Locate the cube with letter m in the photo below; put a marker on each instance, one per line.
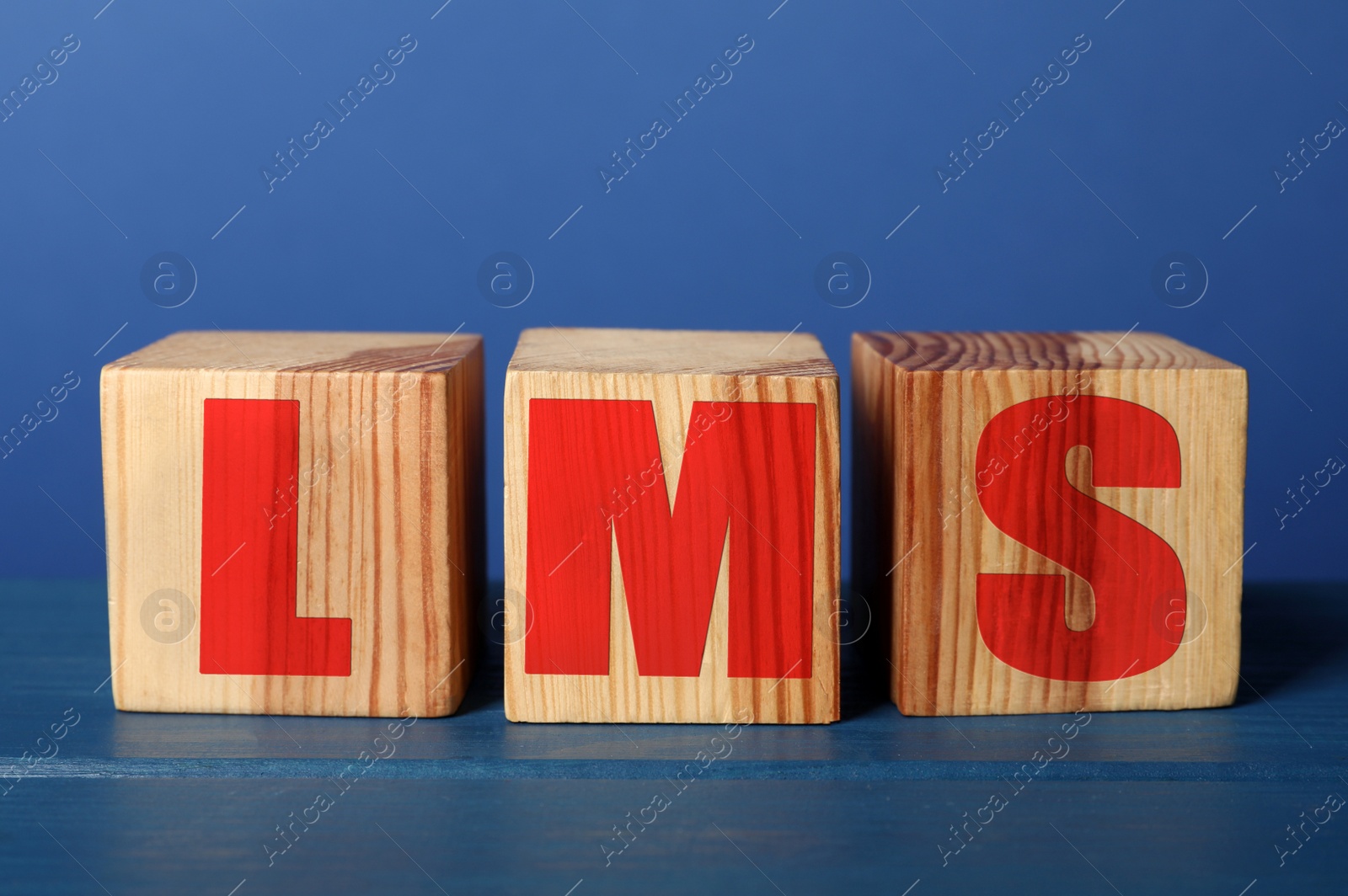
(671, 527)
---
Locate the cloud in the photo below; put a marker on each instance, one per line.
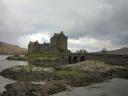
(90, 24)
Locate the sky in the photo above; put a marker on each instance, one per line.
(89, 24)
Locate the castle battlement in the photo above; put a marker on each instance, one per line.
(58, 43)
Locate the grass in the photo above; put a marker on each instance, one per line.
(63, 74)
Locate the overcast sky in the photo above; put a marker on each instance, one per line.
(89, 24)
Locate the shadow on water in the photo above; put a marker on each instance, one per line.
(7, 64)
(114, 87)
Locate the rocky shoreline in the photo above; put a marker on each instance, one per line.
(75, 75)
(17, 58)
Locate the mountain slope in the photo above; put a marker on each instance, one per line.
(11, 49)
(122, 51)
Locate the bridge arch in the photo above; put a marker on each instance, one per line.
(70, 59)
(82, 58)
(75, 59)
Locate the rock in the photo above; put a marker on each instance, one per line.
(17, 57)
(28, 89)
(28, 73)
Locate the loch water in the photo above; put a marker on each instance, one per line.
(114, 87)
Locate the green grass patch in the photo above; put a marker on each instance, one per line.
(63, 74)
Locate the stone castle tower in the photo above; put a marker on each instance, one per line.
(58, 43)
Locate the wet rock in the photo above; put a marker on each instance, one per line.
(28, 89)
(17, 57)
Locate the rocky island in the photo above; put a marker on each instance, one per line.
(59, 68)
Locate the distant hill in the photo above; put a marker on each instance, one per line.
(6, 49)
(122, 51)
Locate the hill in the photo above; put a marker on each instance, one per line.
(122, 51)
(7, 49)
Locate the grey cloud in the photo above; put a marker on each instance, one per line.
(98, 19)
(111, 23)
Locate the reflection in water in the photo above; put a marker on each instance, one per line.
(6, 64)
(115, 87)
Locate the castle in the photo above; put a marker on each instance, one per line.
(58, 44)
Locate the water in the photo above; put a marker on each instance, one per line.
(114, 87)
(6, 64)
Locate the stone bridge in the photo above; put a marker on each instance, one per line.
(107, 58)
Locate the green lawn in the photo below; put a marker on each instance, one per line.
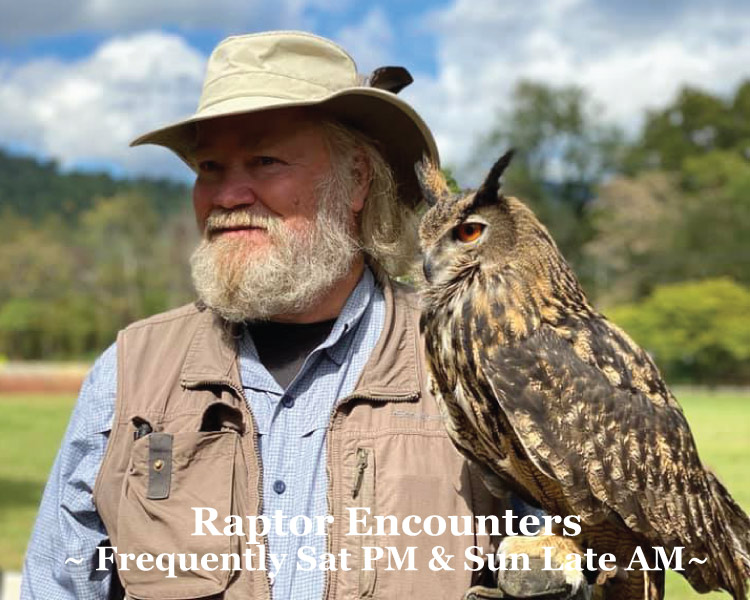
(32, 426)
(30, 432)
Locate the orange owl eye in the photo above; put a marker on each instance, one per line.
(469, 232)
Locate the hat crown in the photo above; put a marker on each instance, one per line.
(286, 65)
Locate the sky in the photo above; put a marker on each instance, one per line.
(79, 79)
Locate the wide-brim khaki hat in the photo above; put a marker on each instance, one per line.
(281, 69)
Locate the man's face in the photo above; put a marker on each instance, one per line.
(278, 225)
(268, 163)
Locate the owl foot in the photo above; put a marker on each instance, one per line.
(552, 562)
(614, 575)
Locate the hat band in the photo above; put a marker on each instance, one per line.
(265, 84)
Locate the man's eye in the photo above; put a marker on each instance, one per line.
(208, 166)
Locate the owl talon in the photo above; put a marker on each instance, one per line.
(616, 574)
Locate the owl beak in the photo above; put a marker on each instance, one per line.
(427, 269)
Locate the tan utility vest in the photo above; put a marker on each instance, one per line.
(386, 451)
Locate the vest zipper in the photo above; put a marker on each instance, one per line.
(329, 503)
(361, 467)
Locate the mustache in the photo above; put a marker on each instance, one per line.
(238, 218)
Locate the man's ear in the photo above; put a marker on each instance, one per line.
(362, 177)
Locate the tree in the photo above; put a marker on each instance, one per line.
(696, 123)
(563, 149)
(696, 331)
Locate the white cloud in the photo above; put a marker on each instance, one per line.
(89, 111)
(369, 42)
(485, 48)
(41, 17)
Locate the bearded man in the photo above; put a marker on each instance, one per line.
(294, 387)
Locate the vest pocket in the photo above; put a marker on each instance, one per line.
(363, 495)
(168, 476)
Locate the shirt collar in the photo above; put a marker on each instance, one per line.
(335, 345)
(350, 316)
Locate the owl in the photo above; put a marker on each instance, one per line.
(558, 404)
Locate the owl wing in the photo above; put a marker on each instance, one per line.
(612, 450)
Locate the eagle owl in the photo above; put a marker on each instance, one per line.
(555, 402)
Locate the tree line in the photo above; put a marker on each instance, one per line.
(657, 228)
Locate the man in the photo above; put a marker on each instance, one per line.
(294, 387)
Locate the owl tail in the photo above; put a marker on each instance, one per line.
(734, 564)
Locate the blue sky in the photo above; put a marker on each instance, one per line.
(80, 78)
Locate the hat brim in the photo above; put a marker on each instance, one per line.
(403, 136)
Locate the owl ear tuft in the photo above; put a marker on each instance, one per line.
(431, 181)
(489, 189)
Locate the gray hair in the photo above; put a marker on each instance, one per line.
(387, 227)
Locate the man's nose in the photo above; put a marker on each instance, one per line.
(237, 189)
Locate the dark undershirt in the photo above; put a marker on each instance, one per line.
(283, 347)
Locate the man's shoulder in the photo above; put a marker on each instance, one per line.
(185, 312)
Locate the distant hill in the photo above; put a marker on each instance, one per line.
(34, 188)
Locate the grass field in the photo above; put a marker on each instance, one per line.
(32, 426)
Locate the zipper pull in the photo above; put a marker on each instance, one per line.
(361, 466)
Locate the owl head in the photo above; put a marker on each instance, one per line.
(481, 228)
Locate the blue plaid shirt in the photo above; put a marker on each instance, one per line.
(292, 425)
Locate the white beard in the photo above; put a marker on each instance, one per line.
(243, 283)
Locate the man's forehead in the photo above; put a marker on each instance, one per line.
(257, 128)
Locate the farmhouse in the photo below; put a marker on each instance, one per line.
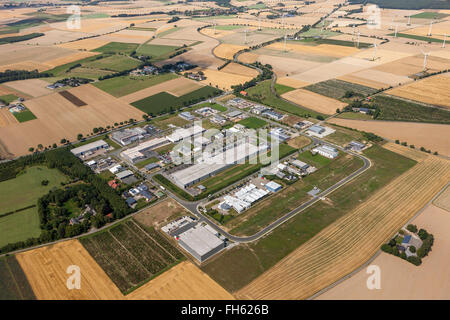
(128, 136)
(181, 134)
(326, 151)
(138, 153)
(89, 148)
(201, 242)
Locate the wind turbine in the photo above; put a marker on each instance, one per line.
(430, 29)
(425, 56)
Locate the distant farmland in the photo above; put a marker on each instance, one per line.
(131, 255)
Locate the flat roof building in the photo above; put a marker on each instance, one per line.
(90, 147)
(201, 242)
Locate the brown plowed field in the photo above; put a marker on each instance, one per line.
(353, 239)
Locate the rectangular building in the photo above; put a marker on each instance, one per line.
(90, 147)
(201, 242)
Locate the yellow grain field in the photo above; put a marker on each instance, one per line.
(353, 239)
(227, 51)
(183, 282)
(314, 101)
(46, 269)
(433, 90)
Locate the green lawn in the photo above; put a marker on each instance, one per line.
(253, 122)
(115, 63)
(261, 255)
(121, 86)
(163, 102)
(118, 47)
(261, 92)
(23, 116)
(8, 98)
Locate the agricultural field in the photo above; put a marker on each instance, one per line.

* _Given task_
Repeat verbatim the lines of the listing above, beginning with the line that contains "Locate the yellow" and continuing through the line that contains "Locate the agricultural", both included.

* _Answer to this task_
Locate the yellow grain field in the photo above; put a marker on each instance, one per line.
(353, 239)
(227, 51)
(183, 282)
(314, 101)
(46, 269)
(433, 90)
Locate the green lawn in the photo above; put a marker on each instance, one per line.
(253, 122)
(115, 63)
(261, 255)
(121, 86)
(163, 102)
(118, 47)
(261, 92)
(23, 116)
(8, 98)
Locate the agricultural field in the photo above; put a marker on each instance, one per line.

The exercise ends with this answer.